## What you are asked to do
Output the data verbatim, minus the images.
_ _ _ _ _
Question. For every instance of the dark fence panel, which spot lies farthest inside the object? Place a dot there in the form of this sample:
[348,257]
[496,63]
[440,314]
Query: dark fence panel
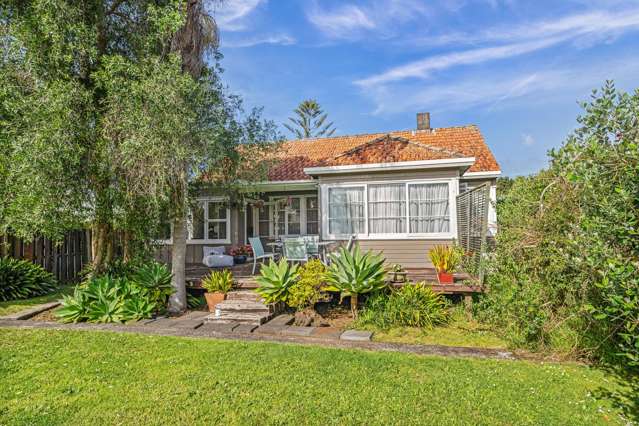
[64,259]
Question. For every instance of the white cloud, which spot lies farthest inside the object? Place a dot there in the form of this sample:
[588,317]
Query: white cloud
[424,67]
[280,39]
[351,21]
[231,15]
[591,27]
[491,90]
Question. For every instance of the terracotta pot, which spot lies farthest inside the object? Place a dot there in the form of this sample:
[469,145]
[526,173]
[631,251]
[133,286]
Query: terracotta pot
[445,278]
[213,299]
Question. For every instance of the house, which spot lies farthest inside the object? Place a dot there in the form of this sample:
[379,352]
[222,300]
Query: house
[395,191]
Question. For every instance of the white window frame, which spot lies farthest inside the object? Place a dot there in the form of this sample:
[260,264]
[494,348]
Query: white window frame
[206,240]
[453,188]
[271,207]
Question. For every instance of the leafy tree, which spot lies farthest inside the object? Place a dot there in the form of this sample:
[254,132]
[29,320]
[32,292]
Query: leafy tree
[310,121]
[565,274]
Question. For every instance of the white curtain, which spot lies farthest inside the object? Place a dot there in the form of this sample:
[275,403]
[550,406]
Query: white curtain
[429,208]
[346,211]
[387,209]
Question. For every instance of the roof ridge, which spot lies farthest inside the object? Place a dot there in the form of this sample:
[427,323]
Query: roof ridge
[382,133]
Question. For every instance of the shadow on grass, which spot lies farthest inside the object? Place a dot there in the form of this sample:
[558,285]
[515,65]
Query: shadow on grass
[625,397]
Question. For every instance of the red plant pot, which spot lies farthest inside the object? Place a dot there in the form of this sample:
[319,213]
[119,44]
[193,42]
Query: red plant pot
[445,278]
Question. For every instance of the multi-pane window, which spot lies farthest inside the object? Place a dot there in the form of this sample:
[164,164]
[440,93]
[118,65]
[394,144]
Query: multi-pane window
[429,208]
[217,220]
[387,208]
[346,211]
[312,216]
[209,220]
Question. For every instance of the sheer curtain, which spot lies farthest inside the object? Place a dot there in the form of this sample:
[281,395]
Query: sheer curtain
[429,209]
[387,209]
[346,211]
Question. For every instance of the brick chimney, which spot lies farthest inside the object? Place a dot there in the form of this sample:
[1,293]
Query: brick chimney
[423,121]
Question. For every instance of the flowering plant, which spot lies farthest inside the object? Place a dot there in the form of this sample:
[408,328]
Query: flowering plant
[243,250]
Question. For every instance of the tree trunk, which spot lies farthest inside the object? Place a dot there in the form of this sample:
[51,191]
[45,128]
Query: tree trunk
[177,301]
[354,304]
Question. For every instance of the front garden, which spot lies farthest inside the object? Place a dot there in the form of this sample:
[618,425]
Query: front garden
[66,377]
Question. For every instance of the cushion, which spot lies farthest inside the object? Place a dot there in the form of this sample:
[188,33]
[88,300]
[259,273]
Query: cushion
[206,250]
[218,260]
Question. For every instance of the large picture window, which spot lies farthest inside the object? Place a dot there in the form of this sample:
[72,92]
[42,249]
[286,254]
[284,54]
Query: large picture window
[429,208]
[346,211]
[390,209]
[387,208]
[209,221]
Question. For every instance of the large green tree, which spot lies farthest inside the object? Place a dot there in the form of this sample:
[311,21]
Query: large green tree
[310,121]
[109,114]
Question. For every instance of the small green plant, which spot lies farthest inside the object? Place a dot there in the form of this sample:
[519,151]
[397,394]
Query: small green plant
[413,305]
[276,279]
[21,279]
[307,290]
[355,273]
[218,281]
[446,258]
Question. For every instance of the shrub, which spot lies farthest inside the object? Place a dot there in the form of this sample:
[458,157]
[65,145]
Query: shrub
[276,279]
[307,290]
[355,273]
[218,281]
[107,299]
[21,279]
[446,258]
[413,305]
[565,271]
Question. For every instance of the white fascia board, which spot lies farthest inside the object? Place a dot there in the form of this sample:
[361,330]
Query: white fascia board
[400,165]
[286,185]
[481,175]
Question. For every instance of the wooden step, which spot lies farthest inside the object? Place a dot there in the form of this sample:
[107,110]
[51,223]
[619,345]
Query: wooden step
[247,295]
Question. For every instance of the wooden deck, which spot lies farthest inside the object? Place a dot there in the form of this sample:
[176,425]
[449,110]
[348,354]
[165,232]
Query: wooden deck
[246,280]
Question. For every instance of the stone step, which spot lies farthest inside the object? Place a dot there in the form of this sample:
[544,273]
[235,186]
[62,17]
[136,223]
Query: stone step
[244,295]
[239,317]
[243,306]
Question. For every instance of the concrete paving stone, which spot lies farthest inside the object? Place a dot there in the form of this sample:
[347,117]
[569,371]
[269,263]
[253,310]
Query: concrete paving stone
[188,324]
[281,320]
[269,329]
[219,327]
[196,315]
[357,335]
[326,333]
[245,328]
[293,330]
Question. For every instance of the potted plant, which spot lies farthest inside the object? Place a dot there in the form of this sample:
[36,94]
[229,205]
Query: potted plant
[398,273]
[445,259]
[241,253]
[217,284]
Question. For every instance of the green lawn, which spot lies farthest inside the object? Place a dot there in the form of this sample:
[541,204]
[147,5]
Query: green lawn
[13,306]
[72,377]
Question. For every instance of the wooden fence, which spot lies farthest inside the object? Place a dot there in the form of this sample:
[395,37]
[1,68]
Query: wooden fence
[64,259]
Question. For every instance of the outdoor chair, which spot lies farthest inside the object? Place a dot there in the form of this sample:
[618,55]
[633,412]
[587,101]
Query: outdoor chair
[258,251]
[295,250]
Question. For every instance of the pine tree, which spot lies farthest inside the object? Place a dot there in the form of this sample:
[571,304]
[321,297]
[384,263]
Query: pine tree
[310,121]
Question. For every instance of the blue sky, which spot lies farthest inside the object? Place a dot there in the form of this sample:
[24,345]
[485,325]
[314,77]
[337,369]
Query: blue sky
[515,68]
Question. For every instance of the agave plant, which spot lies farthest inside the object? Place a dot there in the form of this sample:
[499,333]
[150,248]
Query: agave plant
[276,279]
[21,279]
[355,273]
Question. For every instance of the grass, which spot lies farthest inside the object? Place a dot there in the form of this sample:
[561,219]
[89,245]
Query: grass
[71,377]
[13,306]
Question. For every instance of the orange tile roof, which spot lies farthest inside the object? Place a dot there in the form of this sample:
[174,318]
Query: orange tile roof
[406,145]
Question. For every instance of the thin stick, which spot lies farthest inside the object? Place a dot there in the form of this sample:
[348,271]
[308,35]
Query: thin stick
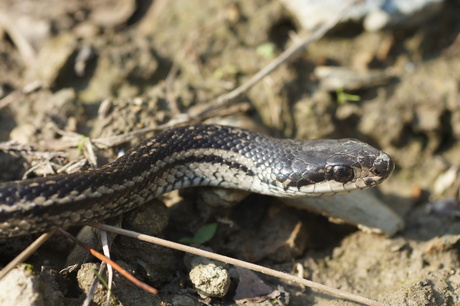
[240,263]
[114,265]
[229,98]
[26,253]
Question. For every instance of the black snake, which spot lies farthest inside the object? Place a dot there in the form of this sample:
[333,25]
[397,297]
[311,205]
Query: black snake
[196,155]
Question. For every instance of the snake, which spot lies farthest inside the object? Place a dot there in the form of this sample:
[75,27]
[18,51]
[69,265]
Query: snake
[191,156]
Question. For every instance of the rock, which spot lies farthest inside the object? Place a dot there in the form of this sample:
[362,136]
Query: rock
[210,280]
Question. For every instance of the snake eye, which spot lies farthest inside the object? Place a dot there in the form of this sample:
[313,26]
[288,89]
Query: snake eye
_ _ _ _ _
## Response
Question. For every instance of the dark fence panel, which spot lies farthest inside the object? Place a dot there in the form of this sample:
[348,257]
[496,63]
[440,314]
Query: dark fence panel
[64,259]
Question. For every instance of the white cloud, which spot lies farthest inside the object? Place a dot there in the form of this sample:
[588,317]
Query: white cloud
[424,67]
[280,39]
[351,21]
[231,15]
[591,27]
[491,90]
Question. For every instance of the terracotta pot, which spot lies farthest inside the object? Place a dot there in the form of this sample:
[469,145]
[526,173]
[631,251]
[133,286]
Query: terracotta pot
[445,278]
[213,299]
Question. For every instance of the house, which spot lies farthest inside the object? Place a dot there in the form of this sample:
[379,352]
[222,300]
Query: house
[395,191]
Question. For every instance of the white window frame, which spot lies farthest inside the object? Place a dot there in the form of this sample:
[260,264]
[494,348]
Query: white window frame
[206,240]
[453,188]
[271,207]
Question. For every instance of the leafy tree, which spot lies farthest inside the object? Place a dot there in the form of this sample:
[254,132]
[29,320]
[32,292]
Query: leafy tree
[310,121]
[565,274]
Question. For every instance of the white curtain, which spot lies farthest inside the object? Place a dot there in the form of this sample:
[275,403]
[550,406]
Query: white curtain
[429,208]
[346,211]
[387,209]
Question. For every instance of the roof ridge, which spot lies farthest inside the object? Place a dot there in the form of this sample:
[427,323]
Query: roof ridge
[382,133]
Question. For every instance of the shadow on grass, which spot lies farthest inside the object? Place a dot there in the form of this sample:
[558,285]
[515,65]
Query: shadow on grass
[625,397]
Question. For every instance of the red plant pot, which spot lies farthest inside the object? Place a dot there in the form of this sample:
[319,213]
[119,44]
[193,42]
Query: red plant pot
[445,278]
Question. For every instance of the multi-pane window, which spot lies farthest inside the object? Place a dot there in the form of this sample:
[164,164]
[440,93]
[118,65]
[394,144]
Query: multi-pane window
[429,208]
[217,220]
[387,208]
[346,211]
[312,216]
[209,220]
Question. For every instance of the sheer curtain, which spot lies farthest inside the object? Place a dot there in the form of this sample:
[281,395]
Query: sheer curtain
[429,209]
[387,209]
[346,211]
Question. For every instance of the brick chimney, which spot lies farthest inside the object? Place a dot there in the form of this sample:
[1,293]
Query: brick chimney
[423,121]
Question. For every instance of the flowering plant, which spot lies farthest inside the object? Place a dot there in the form of this sample:
[408,328]
Query: flowering plant
[243,250]
Question. For every instance of the tree trunk, which spot lies farthest inside the object? Place a dot there in the form of this sample:
[51,191]
[45,128]
Query: tree trunk
[177,301]
[354,304]
Question. For every instance of the front garden, which spot lies farthest inside the object? Place a dot there in the form of this sample:
[618,425]
Query: front garden
[66,377]
Question. For every instance of the cushion, which spot lies farthest inside the object? Place a dot there in the form of this sample:
[188,33]
[88,300]
[259,273]
Query: cushion
[206,250]
[218,260]
Question. For every instance of the large picture window, which spot lies farthest inside the object? Place a dot there in the form of this sample:
[72,92]
[42,249]
[286,254]
[284,54]
Query: large picture window
[429,208]
[346,211]
[390,209]
[387,208]
[209,221]
Question. For every instance of the large green tree, which spot lies farthest inside the object? Place a dot there in the form of this sample:
[311,21]
Query: large green tree
[310,121]
[109,114]
Question. For every instance of the small green plant, which spot lies farthest inside the object? Place a dot there in the form of this sample:
[519,151]
[397,394]
Query: small green plant
[413,305]
[276,279]
[21,279]
[307,290]
[355,273]
[218,281]
[446,258]
Question. For every instance of the shrub, which spot lies farthest inside the object? Place a dot there in the form of this sample:
[458,157]
[65,145]
Query: shrub
[276,279]
[307,290]
[355,273]
[218,281]
[107,299]
[21,279]
[446,258]
[413,305]
[565,271]
Question. For every instance of the white fascia board, which spot lies farthest inside the object? Place a dot there in the form of this sample:
[361,330]
Query: white fascia board
[400,165]
[286,185]
[481,175]
Question. For every instance of the wooden step, which spot lies farthest inside the object? Place a dot there in the form of this sample:
[107,110]
[51,223]
[619,345]
Query: wooden step
[247,295]
Question. For every instance of the wooden deck, which spot lies farthest inside the object? Place a dot there in the form of this sample:
[176,425]
[449,110]
[348,354]
[165,232]
Query: wooden deck
[246,280]
Question. For every instance of the stone step, which spot lies farthest inside the object? Place a dot there in the form of this sample:
[544,273]
[235,186]
[62,17]
[136,223]
Query: stone step
[244,295]
[239,317]
[243,306]
Question. For every instance of the concrete paving stone, which spot lies farthest inside the object? Place a dot there in the form of this sample:
[347,117]
[569,371]
[269,263]
[253,310]
Query: concrete paving stone
[188,324]
[281,320]
[269,329]
[219,327]
[196,315]
[357,335]
[326,333]
[245,328]
[293,330]
Question. For every instance of the potted plant, which spot lies farthest inside the object? Place a dot there in the form of this sample:
[36,94]
[229,205]
Query: potted plant
[398,273]
[445,259]
[241,253]
[217,284]
Question. For every instance of the green lawn, which spot lies farthest inside the object? Place a dot there in the form of this sample:
[541,204]
[147,5]
Query: green lawn
[13,306]
[72,377]
Question. For every instance of the wooden fence, which spot lies farthest inside the object? Place a dot there in the form of this sample:
[395,37]
[1,68]
Query: wooden fence
[64,259]
Question. For every instance of the outdoor chair, which spot lies farthest inside the object? Place a dot there in the form of this sample:
[618,55]
[633,412]
[587,101]
Query: outdoor chair
[258,251]
[295,250]
Question. For every instance of the pine tree, which spot lies farthest inside the object? Place a dot there in the form of this sample:
[571,304]
[321,297]
[384,263]
Query: pine tree
[310,121]
Question. For every instance of the blue sky, which spot lies farthest inside the object? Place a dot there in the form of this sample:
[24,345]
[485,325]
[314,77]
[337,369]
Query: blue sky
[515,68]
Question. For every instance of the agave plant, which spot lies farthest inside the object? Place a dot there in the form of this sample:
[499,333]
[150,248]
Query: agave plant
[276,279]
[21,279]
[355,273]
Question. For every instance of the grass, which spot lies farthest inside the object? Place a dot there in the form of this sample:
[561,219]
[89,245]
Query: grass
[71,377]
[13,306]
Question. For every instance of the orange tile roof, which spot lies farthest inside the object? Place a dot there in the form of this sample:
[174,318]
Query: orange tile roof
[406,145]
Question. For every instance of the thin stick, which spot lies farthest inside the object? Place a dot there in the form of this sample:
[348,271]
[308,35]
Query: thin stick
[240,263]
[114,265]
[229,98]
[26,253]
Question. For every instance of the black snake, which spot lies farthest inside the object? Place a dot there in the form of this sample:
[333,25]
[397,297]
[311,205]
Query: black snake
[196,155]
Question. For every instance of the snake, which spot lies farthest inside the object? Place a dot there in the form of this sample:
[75,27]
[18,51]
[69,265]
Query: snake
[191,156]
Question. For every instance of the rock, which spot lies farthest inside the object? Place a dot there in the form of this sample:
[362,136]
Query: rock
[210,280]
Question. For every instance of the snake eye, which spot lies farthest inside the object? Place a dot there in the form of this sample:
[313,26]
[288,89]
Query: snake eye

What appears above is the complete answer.